Copy out the listing that follows exactly, dropping every picture.
═══ Listed entries ═══
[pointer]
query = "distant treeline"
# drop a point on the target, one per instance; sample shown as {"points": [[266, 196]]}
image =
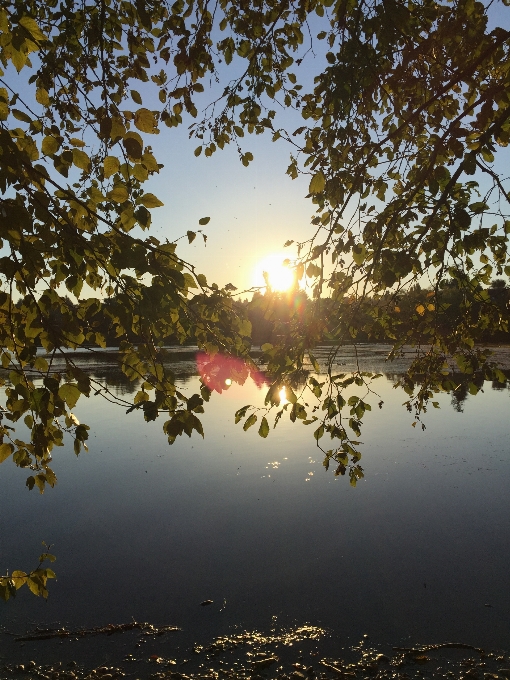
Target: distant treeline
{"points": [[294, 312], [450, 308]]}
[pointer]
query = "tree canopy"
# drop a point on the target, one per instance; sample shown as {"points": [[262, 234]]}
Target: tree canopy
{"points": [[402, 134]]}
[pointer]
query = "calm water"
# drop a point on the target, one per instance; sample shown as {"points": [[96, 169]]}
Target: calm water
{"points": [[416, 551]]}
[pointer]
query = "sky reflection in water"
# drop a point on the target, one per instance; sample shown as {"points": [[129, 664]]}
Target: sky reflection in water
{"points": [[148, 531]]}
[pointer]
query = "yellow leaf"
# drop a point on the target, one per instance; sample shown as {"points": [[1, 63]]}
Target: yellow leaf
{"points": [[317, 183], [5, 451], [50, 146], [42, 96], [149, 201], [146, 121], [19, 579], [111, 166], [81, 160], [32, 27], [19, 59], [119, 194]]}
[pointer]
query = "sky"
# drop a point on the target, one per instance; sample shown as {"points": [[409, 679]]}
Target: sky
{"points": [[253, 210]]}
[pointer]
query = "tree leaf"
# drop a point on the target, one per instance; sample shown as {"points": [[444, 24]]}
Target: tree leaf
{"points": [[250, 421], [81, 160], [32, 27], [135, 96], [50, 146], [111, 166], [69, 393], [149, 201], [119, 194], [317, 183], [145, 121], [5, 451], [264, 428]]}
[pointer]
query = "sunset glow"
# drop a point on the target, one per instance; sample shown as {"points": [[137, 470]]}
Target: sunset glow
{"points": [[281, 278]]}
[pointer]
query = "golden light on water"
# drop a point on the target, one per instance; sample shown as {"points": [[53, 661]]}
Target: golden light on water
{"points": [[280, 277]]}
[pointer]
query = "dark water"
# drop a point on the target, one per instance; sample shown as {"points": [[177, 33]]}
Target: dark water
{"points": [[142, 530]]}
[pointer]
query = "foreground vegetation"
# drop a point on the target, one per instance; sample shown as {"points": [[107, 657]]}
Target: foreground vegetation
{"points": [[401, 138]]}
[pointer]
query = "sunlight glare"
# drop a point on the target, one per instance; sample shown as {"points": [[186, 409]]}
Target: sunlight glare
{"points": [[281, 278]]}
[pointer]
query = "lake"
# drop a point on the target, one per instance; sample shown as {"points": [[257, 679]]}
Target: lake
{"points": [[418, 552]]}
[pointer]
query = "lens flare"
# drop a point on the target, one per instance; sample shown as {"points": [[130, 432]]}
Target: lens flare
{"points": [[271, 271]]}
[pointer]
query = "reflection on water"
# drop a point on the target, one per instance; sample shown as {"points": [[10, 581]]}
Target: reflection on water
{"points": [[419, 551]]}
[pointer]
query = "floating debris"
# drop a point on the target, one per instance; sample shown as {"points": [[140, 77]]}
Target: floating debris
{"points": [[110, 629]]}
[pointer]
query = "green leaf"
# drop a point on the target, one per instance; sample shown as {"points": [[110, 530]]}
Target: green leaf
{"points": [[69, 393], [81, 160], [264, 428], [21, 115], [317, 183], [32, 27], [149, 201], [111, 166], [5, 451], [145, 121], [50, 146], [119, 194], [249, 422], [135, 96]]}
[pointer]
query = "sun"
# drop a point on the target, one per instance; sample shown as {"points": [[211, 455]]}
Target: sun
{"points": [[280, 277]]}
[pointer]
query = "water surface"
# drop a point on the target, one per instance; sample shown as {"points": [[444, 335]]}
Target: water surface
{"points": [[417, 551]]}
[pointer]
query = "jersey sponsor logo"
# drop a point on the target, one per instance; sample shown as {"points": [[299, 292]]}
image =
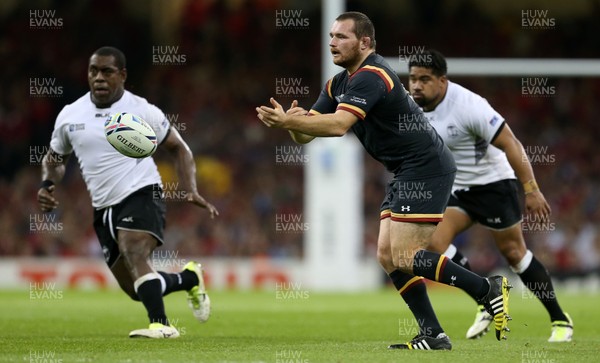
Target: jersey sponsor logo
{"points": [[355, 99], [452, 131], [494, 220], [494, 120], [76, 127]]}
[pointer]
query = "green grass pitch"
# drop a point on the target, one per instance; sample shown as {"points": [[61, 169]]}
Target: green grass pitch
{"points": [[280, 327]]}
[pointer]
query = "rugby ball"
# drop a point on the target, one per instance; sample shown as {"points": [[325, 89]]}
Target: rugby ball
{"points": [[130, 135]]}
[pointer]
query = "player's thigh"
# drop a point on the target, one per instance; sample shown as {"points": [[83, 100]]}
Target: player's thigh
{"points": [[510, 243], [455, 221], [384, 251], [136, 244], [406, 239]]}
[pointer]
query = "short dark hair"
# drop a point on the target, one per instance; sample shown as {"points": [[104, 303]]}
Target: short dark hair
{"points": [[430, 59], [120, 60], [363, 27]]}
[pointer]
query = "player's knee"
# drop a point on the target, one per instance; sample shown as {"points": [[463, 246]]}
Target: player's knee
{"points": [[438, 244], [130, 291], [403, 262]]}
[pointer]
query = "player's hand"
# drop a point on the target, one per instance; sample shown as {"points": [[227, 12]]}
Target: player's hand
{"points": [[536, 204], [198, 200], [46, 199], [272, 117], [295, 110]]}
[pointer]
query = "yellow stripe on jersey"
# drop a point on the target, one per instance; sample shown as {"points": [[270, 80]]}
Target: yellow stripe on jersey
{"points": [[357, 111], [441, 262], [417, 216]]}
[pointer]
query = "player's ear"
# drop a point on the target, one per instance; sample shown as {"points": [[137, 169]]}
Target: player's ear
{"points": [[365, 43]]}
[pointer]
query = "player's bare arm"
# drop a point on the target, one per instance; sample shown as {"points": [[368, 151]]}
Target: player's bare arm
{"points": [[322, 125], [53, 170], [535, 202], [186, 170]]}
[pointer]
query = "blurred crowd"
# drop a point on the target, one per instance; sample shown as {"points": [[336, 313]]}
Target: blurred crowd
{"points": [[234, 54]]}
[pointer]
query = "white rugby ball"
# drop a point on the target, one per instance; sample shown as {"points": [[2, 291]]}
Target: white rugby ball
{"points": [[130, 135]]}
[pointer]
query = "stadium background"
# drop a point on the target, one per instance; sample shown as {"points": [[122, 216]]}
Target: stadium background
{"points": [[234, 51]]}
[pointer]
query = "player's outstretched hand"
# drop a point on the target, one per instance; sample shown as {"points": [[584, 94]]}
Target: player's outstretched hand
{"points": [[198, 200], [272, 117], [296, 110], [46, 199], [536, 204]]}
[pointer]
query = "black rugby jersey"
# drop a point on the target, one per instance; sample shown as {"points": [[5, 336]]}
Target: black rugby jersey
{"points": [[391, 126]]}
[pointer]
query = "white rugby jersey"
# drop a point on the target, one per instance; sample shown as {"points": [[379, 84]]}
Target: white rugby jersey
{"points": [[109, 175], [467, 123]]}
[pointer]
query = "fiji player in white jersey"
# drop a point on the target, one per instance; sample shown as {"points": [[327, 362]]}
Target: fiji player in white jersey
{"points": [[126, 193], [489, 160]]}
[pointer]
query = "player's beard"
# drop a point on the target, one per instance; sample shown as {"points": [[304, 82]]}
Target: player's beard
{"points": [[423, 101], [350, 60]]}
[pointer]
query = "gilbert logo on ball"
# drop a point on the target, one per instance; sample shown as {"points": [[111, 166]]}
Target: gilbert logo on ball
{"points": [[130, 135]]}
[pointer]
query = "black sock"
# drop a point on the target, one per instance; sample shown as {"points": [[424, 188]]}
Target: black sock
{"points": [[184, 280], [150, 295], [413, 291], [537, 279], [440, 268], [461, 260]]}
═══
Solved problem >>
[pointer]
query = "distant treeline"
# drop a point on the target, one per instance; sample shown as {"points": [[266, 196]]}
image =
Target: distant treeline
{"points": [[294, 312], [450, 308]]}
[pointer]
query = "tree canopy"
# drop a point on the target, one per instance; sample shown as {"points": [[262, 234]]}
Target: tree canopy
{"points": [[402, 134]]}
[pointer]
query = "calm water"
# drop a point on the target, one per instance; sample shown as {"points": [[96, 169]]}
Target: calm water
{"points": [[416, 551]]}
[pointer]
query = "sky reflection in water"
# drop a point on the target, one per instance; sample shown as {"points": [[129, 664]]}
Target: sky reflection in water
{"points": [[148, 531]]}
[pointer]
query = "yellow leaf"
# drop a point on the target, one per instance; sample shown as {"points": [[1, 63]]}
Target: yellow leaf
{"points": [[317, 183], [5, 451], [50, 146], [42, 96], [149, 201], [146, 121], [19, 579], [111, 166], [81, 160], [32, 27], [19, 59], [119, 194]]}
[pointer]
query = "sky"
# drop a point on the target, one per instance; sample shown as {"points": [[409, 679]]}
Target: sky
{"points": [[253, 210]]}
[pointer]
query = "tree leaf"
# drop a point on the target, one per instance; sample shown as {"points": [[444, 24]]}
Target: tree leaf
{"points": [[250, 421], [81, 160], [32, 27], [135, 96], [50, 146], [111, 166], [69, 393], [149, 201], [119, 194], [317, 183], [145, 121], [5, 451], [264, 428]]}
[pointer]
query = "sunset glow"
# drop a point on the target, one per instance; sample shown as {"points": [[137, 470]]}
Target: sunset glow
{"points": [[281, 278]]}
[pointer]
query = "golden light on water"
# drop a point on the target, one per instance; sample shown as {"points": [[53, 661]]}
Target: golden light on water
{"points": [[280, 277]]}
[pointer]
query = "dark water"
# drop a point on the target, one per instance; sample shown as {"points": [[177, 33]]}
Target: dark water
{"points": [[142, 530]]}
[pointer]
query = "foreground vegetation"
# drop a point on the target, one per instance; sample shown as {"points": [[107, 657]]}
Target: foreground vegetation
{"points": [[401, 138]]}
[pointer]
query = "sunlight glare"
# drop a point on the target, one per instance; sample shown as {"points": [[186, 409]]}
Target: sunlight glare
{"points": [[281, 278]]}
[pointer]
query = "lake"
# drop a point on the target, one per instance; sample shown as {"points": [[257, 679]]}
Target: lake
{"points": [[418, 552]]}
[pointer]
query = "lens flare"
# drop a point on the target, one per instance; sample shown as {"points": [[130, 432]]}
Target: lens flare
{"points": [[271, 271]]}
[pointer]
query = "reflection on water"
# drop a point on the target, one per instance; sample shown as {"points": [[10, 581]]}
Target: reflection on water
{"points": [[419, 551]]}
[pointer]
query = "floating debris"
# drop a point on the target, one per instance; sample shown as {"points": [[140, 77]]}
Target: floating debris
{"points": [[110, 629]]}
[pointer]
query = "green leaf"
# drop a point on the target, one per instance; sample shown as {"points": [[110, 530]]}
Target: green leaf
{"points": [[69, 393], [81, 160], [264, 428], [21, 115], [317, 183], [32, 27], [149, 201], [111, 166], [5, 451], [145, 121], [50, 146], [119, 194], [249, 422], [135, 96]]}
[pointer]
query = "sun"
# drop a point on the target, one per instance; sample shown as {"points": [[211, 455]]}
Target: sun
{"points": [[280, 277]]}
[pointer]
query = "water surface"
# drop a point on the target, one per instance; sample shown as {"points": [[444, 335]]}
Target: water surface
{"points": [[417, 551]]}
[pointer]
query = "jersey sponsor logo"
# drop a point on the target, one per instance; sample shown as {"points": [[299, 292]]}
image =
Target: jersey sponsor logo
{"points": [[355, 99], [452, 131], [494, 220], [494, 120], [76, 127]]}
[pointer]
query = "green grass pitch"
# drop a point on the target, one per instance; sample shown as {"points": [[61, 169]]}
Target: green grass pitch
{"points": [[280, 327]]}
[pointer]
query = "rugby ball"
# drop a point on the target, one per instance; sample shown as {"points": [[325, 89]]}
Target: rugby ball
{"points": [[130, 135]]}
[pointer]
query = "player's thigh"
# drop a point on the target, one per instance; sample shown as {"points": [[83, 100]]}
Target: player's thigh
{"points": [[510, 243], [455, 221], [384, 251], [136, 244], [406, 239]]}
[pointer]
query = "short dark hair"
# drop a point on the target, one per instance; sample shown as {"points": [[104, 303]]}
Target: short dark hair
{"points": [[430, 59], [120, 60], [363, 27]]}
[pointer]
query = "player's knee"
# drop a point on the target, one per instance; sample shown as {"points": [[463, 246]]}
Target: player's knee
{"points": [[438, 244], [130, 291], [403, 262]]}
[pointer]
query = "player's hand"
# drop a point on the target, one per instance; sample shown as {"points": [[227, 12]]}
Target: player's hand
{"points": [[536, 204], [198, 200], [46, 199], [272, 117], [295, 110]]}
[pointer]
query = "yellow stripe on jersey"
# drop a point on the target, one per instance; sample shown as {"points": [[270, 80]]}
Target: yellow stripe on jersey
{"points": [[357, 111], [441, 262], [417, 216]]}
[pointer]
query = "player's ear"
# drop a point on the target, one per instance; sample shown as {"points": [[137, 169]]}
Target: player's ear
{"points": [[365, 43]]}
[pointer]
query = "player's bare arm"
# drop a point on the target, one per instance; sample shown as {"points": [[368, 151]]}
Target: player's bare arm
{"points": [[322, 125], [53, 170], [535, 202], [186, 170]]}
[pointer]
query = "blurred crowd"
# drop a point on the target, one per instance; sample shown as {"points": [[336, 313]]}
Target: blurred crowd
{"points": [[234, 54]]}
[pointer]
query = "white rugby ball"
# drop a point on the target, one per instance; sample shown as {"points": [[2, 291]]}
Target: white rugby ball
{"points": [[130, 135]]}
[pointer]
query = "stadium background"
# drop a point on the target, one per instance; sample shown as {"points": [[122, 216]]}
Target: stadium background
{"points": [[234, 51]]}
[pointer]
query = "player's outstretched hand"
# drop a point on the target, one per instance; sample shown as {"points": [[584, 94]]}
Target: player's outstretched hand
{"points": [[198, 200], [272, 117], [296, 110], [46, 199], [536, 204]]}
[pointer]
query = "black rugby jersey"
# drop a point on the target, one per instance; sample shown as {"points": [[5, 336]]}
Target: black rugby jersey
{"points": [[391, 126]]}
[pointer]
query = "white rugby jersey"
# drop a point on the target, one per instance; sample shown as {"points": [[379, 84]]}
Target: white rugby jersey
{"points": [[109, 175], [467, 123]]}
[pointer]
query = "fiji player in white jersey"
# drop a point on the target, one per instance; sample shown as {"points": [[327, 362]]}
Target: fiji player in white jersey
{"points": [[126, 193], [489, 160]]}
[pointer]
query = "player's beard"
# drop a point on the target, one per instance; sample shown as {"points": [[304, 82]]}
Target: player's beard
{"points": [[423, 101], [350, 60]]}
[pointer]
query = "gilbert logo on ball"
# drop a point on the target, one per instance; sample shown as {"points": [[111, 166]]}
Target: gilbert logo on ball
{"points": [[130, 135]]}
[pointer]
query = "black sock"
# drop a point on the target, one per instance; sample shown as {"points": [[424, 188]]}
Target: black sock
{"points": [[184, 280], [150, 295], [413, 291], [537, 279], [440, 268], [461, 260]]}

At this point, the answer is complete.